%%

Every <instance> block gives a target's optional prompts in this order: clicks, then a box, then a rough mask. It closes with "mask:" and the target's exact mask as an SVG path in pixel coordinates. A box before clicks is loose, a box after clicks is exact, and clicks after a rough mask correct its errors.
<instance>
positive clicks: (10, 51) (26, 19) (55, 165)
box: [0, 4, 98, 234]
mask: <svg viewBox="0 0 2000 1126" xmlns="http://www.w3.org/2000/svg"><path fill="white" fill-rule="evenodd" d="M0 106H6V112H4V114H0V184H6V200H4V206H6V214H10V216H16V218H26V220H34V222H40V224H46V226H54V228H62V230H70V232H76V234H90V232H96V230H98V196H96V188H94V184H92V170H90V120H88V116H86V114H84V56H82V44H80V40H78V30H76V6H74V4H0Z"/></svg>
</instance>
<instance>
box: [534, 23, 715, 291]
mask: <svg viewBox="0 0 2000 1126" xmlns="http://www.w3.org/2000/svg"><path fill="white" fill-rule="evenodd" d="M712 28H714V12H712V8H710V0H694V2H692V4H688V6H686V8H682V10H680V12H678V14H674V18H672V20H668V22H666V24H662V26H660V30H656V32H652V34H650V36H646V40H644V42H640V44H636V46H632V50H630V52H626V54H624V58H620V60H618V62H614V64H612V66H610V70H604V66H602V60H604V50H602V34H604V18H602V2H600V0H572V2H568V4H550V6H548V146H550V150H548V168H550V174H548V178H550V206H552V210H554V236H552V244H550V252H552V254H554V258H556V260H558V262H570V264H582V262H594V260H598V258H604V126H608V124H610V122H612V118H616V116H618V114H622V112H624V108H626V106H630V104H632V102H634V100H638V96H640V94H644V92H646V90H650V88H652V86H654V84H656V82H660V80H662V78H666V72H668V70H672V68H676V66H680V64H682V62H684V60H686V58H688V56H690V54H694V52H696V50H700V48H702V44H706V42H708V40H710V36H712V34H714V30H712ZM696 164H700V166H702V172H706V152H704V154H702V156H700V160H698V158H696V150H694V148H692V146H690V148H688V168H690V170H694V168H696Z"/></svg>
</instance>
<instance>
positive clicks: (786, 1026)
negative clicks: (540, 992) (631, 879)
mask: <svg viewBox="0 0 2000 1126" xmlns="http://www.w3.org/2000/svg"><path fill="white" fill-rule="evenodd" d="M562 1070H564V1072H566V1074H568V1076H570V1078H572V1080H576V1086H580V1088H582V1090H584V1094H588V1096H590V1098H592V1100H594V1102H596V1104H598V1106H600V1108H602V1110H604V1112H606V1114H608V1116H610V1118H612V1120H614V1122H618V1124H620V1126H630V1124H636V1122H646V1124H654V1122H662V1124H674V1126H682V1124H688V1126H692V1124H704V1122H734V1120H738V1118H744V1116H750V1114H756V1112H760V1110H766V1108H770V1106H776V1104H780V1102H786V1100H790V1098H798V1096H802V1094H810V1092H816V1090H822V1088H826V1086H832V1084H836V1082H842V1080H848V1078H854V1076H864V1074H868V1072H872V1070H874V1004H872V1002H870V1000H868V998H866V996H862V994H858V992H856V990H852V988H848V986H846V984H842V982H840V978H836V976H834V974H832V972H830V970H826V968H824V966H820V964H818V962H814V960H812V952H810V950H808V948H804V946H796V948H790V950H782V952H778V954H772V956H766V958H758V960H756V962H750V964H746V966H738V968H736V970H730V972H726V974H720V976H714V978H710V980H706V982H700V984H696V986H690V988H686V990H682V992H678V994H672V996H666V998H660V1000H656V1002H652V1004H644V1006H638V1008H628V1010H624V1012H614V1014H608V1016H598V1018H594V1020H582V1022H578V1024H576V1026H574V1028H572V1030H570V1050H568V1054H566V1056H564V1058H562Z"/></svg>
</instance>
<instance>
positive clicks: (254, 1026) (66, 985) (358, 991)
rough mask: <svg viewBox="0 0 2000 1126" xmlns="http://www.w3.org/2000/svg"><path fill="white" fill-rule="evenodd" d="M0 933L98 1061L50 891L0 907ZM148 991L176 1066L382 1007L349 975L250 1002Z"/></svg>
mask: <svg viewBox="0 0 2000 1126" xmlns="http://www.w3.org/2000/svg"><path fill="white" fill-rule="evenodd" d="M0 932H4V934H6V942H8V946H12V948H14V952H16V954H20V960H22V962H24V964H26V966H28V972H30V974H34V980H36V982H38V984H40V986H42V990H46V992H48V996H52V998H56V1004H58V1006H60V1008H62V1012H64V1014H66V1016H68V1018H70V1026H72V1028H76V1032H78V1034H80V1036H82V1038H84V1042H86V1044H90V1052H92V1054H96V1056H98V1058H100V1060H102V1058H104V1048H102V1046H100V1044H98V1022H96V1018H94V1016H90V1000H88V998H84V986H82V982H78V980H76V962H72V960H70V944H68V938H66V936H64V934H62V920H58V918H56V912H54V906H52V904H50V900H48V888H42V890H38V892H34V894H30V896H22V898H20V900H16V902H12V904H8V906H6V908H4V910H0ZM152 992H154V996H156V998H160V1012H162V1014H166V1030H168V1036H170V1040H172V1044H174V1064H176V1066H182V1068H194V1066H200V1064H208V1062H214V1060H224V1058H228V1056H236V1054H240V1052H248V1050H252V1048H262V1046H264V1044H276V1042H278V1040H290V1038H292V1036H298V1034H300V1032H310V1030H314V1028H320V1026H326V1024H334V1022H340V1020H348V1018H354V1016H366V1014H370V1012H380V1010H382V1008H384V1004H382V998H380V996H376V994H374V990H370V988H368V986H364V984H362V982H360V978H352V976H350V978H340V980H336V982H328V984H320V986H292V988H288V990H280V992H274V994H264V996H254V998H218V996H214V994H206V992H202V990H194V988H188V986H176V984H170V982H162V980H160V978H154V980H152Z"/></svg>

%%

#### WHAT IS NEEDED
Which lines of the data above contain the word "positive"? Show each of them in full.

#### RESULT
positive clicks: (10, 51) (26, 19) (55, 165)
positive clicks: (786, 1026)
positive clicks: (254, 1026) (66, 985) (358, 991)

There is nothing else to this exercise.